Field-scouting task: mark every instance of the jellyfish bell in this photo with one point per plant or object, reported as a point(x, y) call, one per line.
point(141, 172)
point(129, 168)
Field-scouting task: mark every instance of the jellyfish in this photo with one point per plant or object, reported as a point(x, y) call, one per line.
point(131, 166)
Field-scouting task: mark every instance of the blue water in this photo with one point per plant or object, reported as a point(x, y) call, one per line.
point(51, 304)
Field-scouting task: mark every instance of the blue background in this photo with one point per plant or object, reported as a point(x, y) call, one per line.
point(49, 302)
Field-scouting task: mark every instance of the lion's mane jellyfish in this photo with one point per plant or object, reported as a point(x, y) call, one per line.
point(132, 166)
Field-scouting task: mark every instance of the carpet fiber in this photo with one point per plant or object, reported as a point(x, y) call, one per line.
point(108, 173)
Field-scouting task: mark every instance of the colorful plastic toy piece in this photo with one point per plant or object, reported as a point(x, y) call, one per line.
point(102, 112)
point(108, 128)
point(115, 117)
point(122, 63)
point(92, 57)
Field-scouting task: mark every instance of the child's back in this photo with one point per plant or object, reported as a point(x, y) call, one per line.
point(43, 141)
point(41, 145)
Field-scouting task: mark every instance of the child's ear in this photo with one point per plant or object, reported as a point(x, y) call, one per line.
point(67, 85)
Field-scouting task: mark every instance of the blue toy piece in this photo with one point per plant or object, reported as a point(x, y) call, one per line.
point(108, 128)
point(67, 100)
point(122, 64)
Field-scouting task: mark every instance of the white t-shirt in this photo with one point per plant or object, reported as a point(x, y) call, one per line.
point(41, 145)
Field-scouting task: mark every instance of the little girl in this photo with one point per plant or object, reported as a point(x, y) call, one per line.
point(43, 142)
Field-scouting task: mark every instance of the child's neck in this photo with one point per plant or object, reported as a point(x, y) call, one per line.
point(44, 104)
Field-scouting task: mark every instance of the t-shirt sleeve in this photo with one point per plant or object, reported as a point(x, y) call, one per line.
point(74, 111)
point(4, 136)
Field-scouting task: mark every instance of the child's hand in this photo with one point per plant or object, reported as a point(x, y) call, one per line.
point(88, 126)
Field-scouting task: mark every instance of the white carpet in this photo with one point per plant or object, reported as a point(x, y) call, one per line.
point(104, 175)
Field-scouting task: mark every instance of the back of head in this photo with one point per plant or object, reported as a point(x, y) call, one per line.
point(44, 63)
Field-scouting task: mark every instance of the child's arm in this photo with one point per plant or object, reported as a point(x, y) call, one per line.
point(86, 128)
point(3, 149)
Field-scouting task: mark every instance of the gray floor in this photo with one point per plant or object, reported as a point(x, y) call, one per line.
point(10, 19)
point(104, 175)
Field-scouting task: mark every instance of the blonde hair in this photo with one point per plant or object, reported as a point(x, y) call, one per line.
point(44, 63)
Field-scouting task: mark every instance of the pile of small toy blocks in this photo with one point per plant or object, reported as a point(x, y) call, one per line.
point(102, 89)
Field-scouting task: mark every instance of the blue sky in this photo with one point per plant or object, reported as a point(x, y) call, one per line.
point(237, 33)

## What is expected
Arrange all of the entries above as a numbered list, one line per item, with blank lines left out.

## Full response
1. Field-scouting task: mark every instance of the jellyfish bell in this photo with one point per plant or object, reported as a point(x, y) call, one per line.
2. point(141, 172)
3. point(129, 168)
4. Field-scouting task: mark every instance of the jellyfish in this photo with one point per plant or object, reported as a point(x, y) call, one per line.
5. point(131, 166)
6. Field-scouting task: mark every instance of the blue water in this photo with one point per plant or object, reported as a point(x, y) call, one per line.
7. point(51, 304)
8. Field-scouting task: mark every instance of the blue background in this photo with one point per plant or object, reported as a point(x, y) call, one per line.
9. point(49, 302)
10. Field-scouting task: mark every instance of the lion's mane jellyfish in this photo with one point per plant or object, reported as a point(x, y) call, one per line.
11. point(132, 166)
12. Field-scouting task: mark every instance of the carpet fiber in this photo with one point per plant or object, reported as a point(x, y) call, one per line.
13. point(108, 173)
14. Field-scouting task: mark every instance of the colorful plastic toy piece in this photo with one point per plant or object, reported as a point(x, y) call, one per line.
15. point(102, 112)
16. point(108, 128)
17. point(115, 117)
18. point(122, 63)
19. point(92, 57)
20. Field-scouting task: mark every instance of the child's back in this photo with one point per plant or object, reported as a point(x, y) call, one per line.
21. point(43, 141)
22. point(41, 145)
23. Field-scouting task: mark every instance of the child's ear in this photo with one point per plant or object, reported as a point(x, y) call, one per line.
24. point(67, 85)
25. Field-scouting task: mark every instance of the blue toy piece in this photo with one point per plant or object, reported as a point(x, y) call, one per line.
26. point(108, 128)
27. point(67, 100)
28. point(122, 64)
29. Field-scouting task: mark every instance of the white t-shirt in this photo with one point per plant or object, reported as a point(x, y) call, one per line.
30. point(41, 145)
31. Field-scouting task: mark every instance of the little girl in this photo with one point per plant or object, reported as a point(x, y) call, one per line.
32. point(43, 142)
33. Field-scouting task: mark every instance of the child's neck in this photo with one point per plant or object, reported as a point(x, y) call, one per line.
34. point(44, 104)
35. Field-scouting task: mark every instance of the t-shirt sleeve in this photo with one point per plant or object, reported as a point(x, y) call, one per line.
36. point(74, 111)
37. point(4, 136)
38. Field-scouting task: mark every instance of the child's hand in this photo with one point per plant or object, reported as a point(x, y) call, one per line.
39. point(88, 126)
40. Field-scouting task: mark every instance of the white carpet in this photo with one point per plant or object, reported as a point(x, y) call, one per line.
41. point(104, 175)
42. Field-scouting task: mark every instance of the back of head in this photo with one point per plant or object, reported as a point(x, y) call, one per line.
43. point(44, 63)
44. Field-scouting task: mark every instance of the child's arm in this photo with one point per plant or object, reported as a point(x, y) call, one per line.
45. point(86, 128)
46. point(3, 149)
47. Field-scouting task: mark every instance of the gray floor in this photo with one point per plant or object, reported as a point(x, y) call, one per line.
48. point(10, 19)
49. point(104, 175)
50. Field-scouting task: mark every instance of the blonde hair in this photo with one point per plant or object, reported as a point(x, y) call, one per line.
51. point(44, 63)
52. Field-scouting task: mark every instance of the pile of small toy blocks in this photo with one point per plant or object, reported as a point(x, y) call, one per line.
53. point(102, 89)
54. Field-scouting task: mark every instance of the blue sky in this photo with one point per plant or object, reported as a point(x, y) call, one per line.
55. point(237, 33)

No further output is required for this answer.